**Exercise objective**
Return the entries verbatim and drop every picture.
___ Excerpted records
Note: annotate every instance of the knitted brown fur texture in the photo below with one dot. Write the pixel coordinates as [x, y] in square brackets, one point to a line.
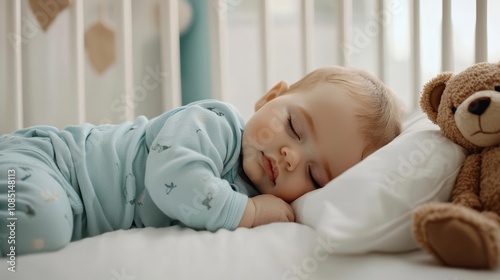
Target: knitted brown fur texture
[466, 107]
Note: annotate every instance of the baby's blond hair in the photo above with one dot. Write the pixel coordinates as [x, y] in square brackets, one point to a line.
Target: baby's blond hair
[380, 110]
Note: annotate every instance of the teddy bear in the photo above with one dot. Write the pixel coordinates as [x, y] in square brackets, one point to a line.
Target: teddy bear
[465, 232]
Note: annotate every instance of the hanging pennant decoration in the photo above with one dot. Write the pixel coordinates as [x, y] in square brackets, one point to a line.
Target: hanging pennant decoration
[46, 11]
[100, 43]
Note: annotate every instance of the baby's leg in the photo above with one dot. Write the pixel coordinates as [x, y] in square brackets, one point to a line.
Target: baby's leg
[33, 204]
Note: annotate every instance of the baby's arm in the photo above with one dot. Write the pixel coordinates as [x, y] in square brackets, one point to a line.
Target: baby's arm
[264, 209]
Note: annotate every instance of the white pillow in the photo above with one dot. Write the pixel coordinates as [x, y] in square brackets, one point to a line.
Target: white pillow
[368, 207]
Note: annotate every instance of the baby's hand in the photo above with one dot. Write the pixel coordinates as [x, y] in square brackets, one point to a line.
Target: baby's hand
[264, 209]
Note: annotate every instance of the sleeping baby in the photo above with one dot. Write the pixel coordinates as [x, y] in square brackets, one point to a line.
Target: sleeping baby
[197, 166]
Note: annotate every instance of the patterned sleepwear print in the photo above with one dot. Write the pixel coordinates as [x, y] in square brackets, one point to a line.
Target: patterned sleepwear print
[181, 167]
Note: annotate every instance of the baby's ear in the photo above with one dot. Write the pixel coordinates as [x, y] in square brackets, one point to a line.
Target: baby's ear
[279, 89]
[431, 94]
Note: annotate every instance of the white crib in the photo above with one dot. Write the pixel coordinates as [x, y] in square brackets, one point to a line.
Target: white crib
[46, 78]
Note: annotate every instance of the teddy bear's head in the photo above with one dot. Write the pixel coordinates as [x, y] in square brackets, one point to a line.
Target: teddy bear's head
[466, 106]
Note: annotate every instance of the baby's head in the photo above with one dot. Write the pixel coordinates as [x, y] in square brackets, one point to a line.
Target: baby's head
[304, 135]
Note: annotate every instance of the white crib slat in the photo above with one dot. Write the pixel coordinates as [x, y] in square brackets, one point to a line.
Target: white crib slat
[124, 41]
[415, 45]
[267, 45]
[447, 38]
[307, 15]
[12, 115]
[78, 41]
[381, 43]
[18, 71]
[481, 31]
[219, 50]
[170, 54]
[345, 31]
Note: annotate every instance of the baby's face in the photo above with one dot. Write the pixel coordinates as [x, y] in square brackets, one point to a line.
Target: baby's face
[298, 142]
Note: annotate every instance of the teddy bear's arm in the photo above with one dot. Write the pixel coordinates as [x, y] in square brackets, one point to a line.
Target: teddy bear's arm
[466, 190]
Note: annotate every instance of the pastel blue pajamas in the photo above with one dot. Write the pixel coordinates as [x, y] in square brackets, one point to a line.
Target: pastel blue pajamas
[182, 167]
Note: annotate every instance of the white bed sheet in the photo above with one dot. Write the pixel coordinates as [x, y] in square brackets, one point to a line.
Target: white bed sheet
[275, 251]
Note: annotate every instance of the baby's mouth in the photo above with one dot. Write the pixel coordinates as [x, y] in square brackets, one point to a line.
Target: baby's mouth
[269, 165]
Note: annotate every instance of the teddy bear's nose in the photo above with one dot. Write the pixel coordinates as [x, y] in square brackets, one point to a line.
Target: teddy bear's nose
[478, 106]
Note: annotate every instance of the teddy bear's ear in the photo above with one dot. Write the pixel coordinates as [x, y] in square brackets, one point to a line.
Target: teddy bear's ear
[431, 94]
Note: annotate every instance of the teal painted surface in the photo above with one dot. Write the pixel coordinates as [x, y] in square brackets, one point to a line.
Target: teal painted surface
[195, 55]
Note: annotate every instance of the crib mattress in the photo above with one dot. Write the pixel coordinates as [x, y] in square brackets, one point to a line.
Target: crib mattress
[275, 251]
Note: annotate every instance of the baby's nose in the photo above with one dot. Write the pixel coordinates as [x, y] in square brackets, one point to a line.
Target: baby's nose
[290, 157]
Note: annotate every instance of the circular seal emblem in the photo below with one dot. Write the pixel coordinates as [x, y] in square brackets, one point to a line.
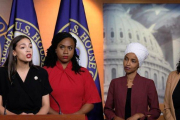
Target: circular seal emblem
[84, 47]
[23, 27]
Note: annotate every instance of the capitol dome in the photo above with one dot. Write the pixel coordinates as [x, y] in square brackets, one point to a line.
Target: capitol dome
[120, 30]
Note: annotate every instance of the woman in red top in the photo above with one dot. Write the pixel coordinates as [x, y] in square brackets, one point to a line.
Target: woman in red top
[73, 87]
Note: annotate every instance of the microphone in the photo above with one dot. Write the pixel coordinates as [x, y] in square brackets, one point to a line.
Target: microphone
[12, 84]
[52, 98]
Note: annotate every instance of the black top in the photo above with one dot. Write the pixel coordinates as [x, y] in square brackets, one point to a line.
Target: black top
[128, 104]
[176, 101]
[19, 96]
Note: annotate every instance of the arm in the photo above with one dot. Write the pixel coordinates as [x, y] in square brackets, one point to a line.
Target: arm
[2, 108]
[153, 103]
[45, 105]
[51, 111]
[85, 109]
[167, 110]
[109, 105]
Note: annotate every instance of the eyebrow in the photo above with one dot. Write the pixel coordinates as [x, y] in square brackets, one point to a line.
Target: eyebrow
______
**Response to this task**
Note: annotate every instance of the knitted brown fur texture in the photo below with one dot. Write the pixel coordinates as [x, y] in square brackets, one point to a line.
Target: knitted brown fur texture
[466, 107]
Note: annotate every instance of the baby's blond hair in the photo above with one dot. Write the pixel coordinates as [x, y] in square brackets, one point to a line.
Target: baby's blond hair
[380, 110]
Note: annotate every instance of the teddy bear in the photo above with one dot. Write the pixel coordinates as [x, y] in square brackets, one point to a line.
Target: teddy bear
[465, 232]
Note: annotate every instance of the hanging pennant decoration in the photo above with one dot. Write the pixel coordinates as [x, y] in square brackets, one point to a line.
Target: hanging pennant decoration
[46, 11]
[100, 43]
Note: annotate every instance of the baby's leg in the photo above with one dot. Write the pixel coordinates as [x, y] in square brackets, one point to a line.
Target: baby's leg
[33, 204]
Note: annotate every instance of the baby's arm in the photo above with one dot. Write the pixel coordinates as [x, y] in square brackets, one point to a line.
Target: baby's arm
[264, 209]
Note: annotate every instance of the white pillow in the photo above with one dot. Write the pixel coordinates as [x, y] in square brackets, one point to a line.
Target: white pillow
[368, 207]
Note: annotate every instance of the baby's hand in the photo above with one dot. Write the pixel coordinates as [x, y] in square brackets, one point to a line.
Target: baby's hand
[264, 209]
Note: annotate every instance of the sleeping baby in the photo above with one dot. Write the pixel coordinates as [x, y] in square brackets, one point to a line.
Target: sleeping baby
[197, 166]
Note: annotate every instance of the patterned sleepwear print in the photo above with one dot. Write the pixel coordinates as [x, y] in square brackets, one point to a line.
Target: patterned sleepwear print
[181, 167]
Note: annotate every instance of the baby's ear in the photo above with one dot. Write the pixel coordinates as [x, y] in square brackets, one point to a line.
Target: baby's ear
[279, 89]
[431, 94]
Note: annotate every instance of the white crib in the photo above with one dot. Write the pixel coordinates as [x, y] in square brackets, one point to a line.
Target: white crib
[46, 78]
Note: annotate every instance of the teddy bear's head in the photo above with one dot. Write the pixel coordinates as [x, y] in square brackets, one point to a line.
Target: teddy bear's head
[466, 106]
Note: annotate every instance of the baby's head in the photo above with one dot. Write the pixel coordinates as [x, y] in square brackets, one point to a line.
Target: baby's head
[304, 135]
Note: annotate every instance of the white crib slat in the photo above with one dot. Write the pixel coordinates as [x, y] in square brackets, one point to a line.
Target: white crib slat
[124, 41]
[415, 45]
[267, 45]
[447, 38]
[307, 15]
[12, 115]
[78, 41]
[381, 43]
[18, 71]
[481, 31]
[219, 50]
[170, 54]
[345, 31]
Note: annotate every instance of the baby's face in the photo above with one dot. Write the pixel coordinates as [x, y] in square brackets, one point to a line.
Target: baby's face
[298, 142]
Note: annotate every instance of the teddy bear's arm in the photo above with one dot. Write the pixel coordinates as [x, y] in square brackets, one point to a line.
Target: teddy bear's arm
[466, 190]
Note: annotate every instance of the pastel blue pajamas in the photo above with one dot. Write the pixel coordinates as [x, y] in square brackets, one point to a line.
Target: pastel blue pajamas
[182, 167]
Note: annotate every instance of the white bed sheet in the photo above with one dot. Write the pixel coordinates as [x, y] in square brackets, one point to a line.
Target: white bed sheet
[275, 251]
Note: annotate every instance of the baby's mouth in the photo above with one dot. Write the pixel coordinates as [x, y] in square brackets, one point to a line.
Target: baby's mouth
[269, 165]
Note: annotate every instance of the teddy bear's nose in the photo above with one dot. Write the pixel coordinates as [x, y] in square brackets, one point to a line.
Target: teddy bear's nose
[478, 106]
Note: annotate every instance of the teddy bear's ear in the photo above with one dot. Write the pixel coordinates as [x, y] in square brackets, one point to a line.
Target: teddy bear's ear
[431, 94]
Note: annotate every instance of the teal painted surface in the photo above with one dot. Write the pixel coordinates as [x, y] in square brackets, one point to a line.
Target: teal painted surface
[195, 55]
Note: annotate every instance of the crib mattress in the photo above with one dot. Write the pixel coordinates as [x, y] in square brackets, one point to a line.
Target: crib mattress
[275, 251]
Note: annotate every instance of the baby's nose in the photo above with one dot. Write the pixel coordinates as [x, y] in square brackets, one point to a line.
Target: baby's nose
[290, 157]
Note: annotate every instance of the circular seal emblem in the photo below with one dot. Write the pixel coordinates as [x, y] in square brackets, one point to a line.
Target: circular seal emblem
[84, 47]
[23, 27]
Note: annotate every instance of the capitol dome in the photo above with one dot. Write the pixel coordinates as [x, y] in square brackets, one point to a line.
Target: capitol dome
[120, 30]
Note: annotate every instance of the woman in red top in the photo above with one dot. Write the pixel coordinates as [x, y] in square brackets, one point to a line.
Target: woman in red top
[73, 87]
Note: annotate every instance of the microphone in the photo above with one dot. Write the pixel coordinates as [x, y] in square brackets, one point to a line.
Target: microphone
[12, 84]
[52, 98]
Note: annotate every instance of the black top in the photo above with one dot. Write the pixel coordinates as [x, y] in square brackets, one point to a line.
Target: black top
[128, 104]
[176, 101]
[19, 96]
Note: annotate every instance of the arm in the photo above with one dot. Write the pixel coordinates as [x, y] in square brackets, one point to a line.
Target: arm
[2, 108]
[153, 103]
[45, 105]
[51, 111]
[85, 109]
[167, 110]
[109, 105]
Note: annotate every instance of the eyebrow in the photo above with one dot. Write the pixel coordinates as [x, y] in square brackets, one point to a line.
Target: eyebrow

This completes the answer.